◆ Given text
┄┄┄┄┄┄┄┄┄┄┄┄┄┄┄┄┄┄┄┄

# R58: The good, the bad & the sexy



## forzajuve

As promised here is my first look review of my recently acquired Rocket R58 v2.

I received this as a collective gift from the family for my 30th and as such as I have not forked out for it, gives me a bit more impartiality to review. This is the version 2 of the R58 dual boiler from Rocket which was bought from Alchemy Coffee. I have had this for just over a week, including a weekend when more family and friends were over than I have cups, so it has been put through its paces.

Review gives a brief overview then into the pros/cons and some Rocket porn to finish









*Overview*

As mentioned this was purchased from Alchemy Coffee. For the purpose of this review I asked about the process and everything seemed to go perfectly well. Payment was cleared on a Tuesday with bench test on Wednesday before posting to arrive next day on the Thursday. Good communication throughout and even the courier did his job. The machine was double boxed, Rocket box inside large outer with extra cardboard and those foam puffs? You know the ones that go everywhere!

The Rocket packaging was superb, the only problem getting it out of both boxed onto the counter, cue Rocky theme music and wishing I spent more time at the gym, actually no I don't. Assembly was very easy, only the drip tray and cup rail to attach and no film to strip off. Actually had to remove one of those bloody caution stickers on the E61, what a pain in the ass.

Comes with box of supplies including a single and double portafilter, blank basket, group brush polishing cloth, instructions and DVD. Oh and some sort of electronic box with curly lead, more on that later. Everything is great quality and weighty, it is really well put together and looks the nuts.

*Pros/Cons*

I decided that some pros/cons are one and the same so I have decided to break it down into key areas and give feedback that way, this should become apparent why. I have focussed on particular areas from my own experience but also particularly looking at areas on the v1 which I know people had issues with.

*Noise:* Ok lets get straight to it. Lots of complaints about v1 being too loud and also making an "opera noise". I am happy to report no opera singers came installed on my R58. However, I would say that this is louder in operation than other rotary pumps (Rocket Evo, Alex Duetto). In addition I was getting some rattle which I pinned down to the cup rail which was slightly out of shape and not sitting flush. I just with my hands moved one of the arms in slightly and problem solved. Also adding the cloth that came with the box of extras to the cup tray reduces cup rattle.

┄┄┄┄┄┄┄┄┄┄┄┄┄┄┄┄┄┄┄┄

Reproduce verbatim the passage of the R58 review from "As mentioned this" up to and including "that go everywhere!".

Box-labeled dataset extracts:
┄┄┄┄┄┄┄┄┄┄┄┄┄┄┄┄┄┄┄┄

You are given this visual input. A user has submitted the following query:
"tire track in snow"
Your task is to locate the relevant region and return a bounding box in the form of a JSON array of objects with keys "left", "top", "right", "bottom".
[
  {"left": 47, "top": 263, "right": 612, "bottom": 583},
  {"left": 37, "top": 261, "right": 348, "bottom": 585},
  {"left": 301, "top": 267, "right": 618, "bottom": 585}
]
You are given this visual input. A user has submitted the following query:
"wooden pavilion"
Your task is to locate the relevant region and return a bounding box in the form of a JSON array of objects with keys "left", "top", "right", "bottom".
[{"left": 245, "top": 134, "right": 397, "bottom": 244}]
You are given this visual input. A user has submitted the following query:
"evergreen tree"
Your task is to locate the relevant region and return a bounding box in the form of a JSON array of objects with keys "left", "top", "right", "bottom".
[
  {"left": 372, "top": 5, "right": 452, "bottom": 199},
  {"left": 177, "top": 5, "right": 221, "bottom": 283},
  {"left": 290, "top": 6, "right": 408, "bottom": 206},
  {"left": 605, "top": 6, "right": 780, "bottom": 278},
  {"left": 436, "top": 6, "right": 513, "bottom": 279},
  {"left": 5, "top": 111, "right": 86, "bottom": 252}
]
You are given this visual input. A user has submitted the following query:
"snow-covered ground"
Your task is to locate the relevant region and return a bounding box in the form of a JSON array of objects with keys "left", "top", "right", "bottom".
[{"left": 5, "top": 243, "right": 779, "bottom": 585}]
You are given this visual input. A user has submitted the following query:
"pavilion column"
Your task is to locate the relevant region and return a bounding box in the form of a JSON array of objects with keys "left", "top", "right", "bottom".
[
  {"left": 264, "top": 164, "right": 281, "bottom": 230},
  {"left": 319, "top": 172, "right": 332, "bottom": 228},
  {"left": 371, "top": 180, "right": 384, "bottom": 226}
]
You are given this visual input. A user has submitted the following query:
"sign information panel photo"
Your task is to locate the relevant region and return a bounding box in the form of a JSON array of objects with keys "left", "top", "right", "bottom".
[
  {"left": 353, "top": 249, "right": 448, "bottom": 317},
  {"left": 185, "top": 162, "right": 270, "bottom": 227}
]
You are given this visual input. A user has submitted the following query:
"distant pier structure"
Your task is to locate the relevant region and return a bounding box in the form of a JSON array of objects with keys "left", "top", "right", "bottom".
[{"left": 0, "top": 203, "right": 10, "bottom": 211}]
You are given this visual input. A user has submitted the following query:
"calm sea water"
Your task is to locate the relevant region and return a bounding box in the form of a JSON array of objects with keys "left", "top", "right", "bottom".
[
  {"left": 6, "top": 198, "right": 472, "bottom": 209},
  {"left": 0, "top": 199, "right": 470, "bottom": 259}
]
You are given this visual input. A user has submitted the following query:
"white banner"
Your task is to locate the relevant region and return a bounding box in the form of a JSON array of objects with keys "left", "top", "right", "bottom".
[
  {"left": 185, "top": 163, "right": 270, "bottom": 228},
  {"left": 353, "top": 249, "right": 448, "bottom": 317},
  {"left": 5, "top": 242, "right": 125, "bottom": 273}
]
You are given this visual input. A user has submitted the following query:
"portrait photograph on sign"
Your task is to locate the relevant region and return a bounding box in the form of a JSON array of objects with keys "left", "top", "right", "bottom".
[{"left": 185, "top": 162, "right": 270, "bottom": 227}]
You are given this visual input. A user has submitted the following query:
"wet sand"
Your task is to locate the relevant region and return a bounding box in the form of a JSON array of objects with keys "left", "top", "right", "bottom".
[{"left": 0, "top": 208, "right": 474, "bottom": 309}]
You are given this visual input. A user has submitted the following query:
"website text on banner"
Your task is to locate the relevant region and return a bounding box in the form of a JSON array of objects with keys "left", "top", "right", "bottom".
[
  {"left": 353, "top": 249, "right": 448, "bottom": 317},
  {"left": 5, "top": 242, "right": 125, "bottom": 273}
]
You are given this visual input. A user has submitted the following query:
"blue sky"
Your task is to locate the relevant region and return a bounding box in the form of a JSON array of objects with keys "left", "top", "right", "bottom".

┄┄┄┄┄┄┄┄┄┄┄┄┄┄┄┄┄┄┄┄

◆ Correct output
As mentioned this was purchased from Alchemy Coffee. For the purpose of this review I asked about the process and everything seemed to go perfectly well. Payment was cleared on a Tuesday with bench test on Wednesday before posting to arrive next day on the Thursday. Good communication throughout and even the courier did his job. The machine was double boxed, Rocket box inside large outer with extra cardboard and those foam puffs? You know the ones that go everywhere!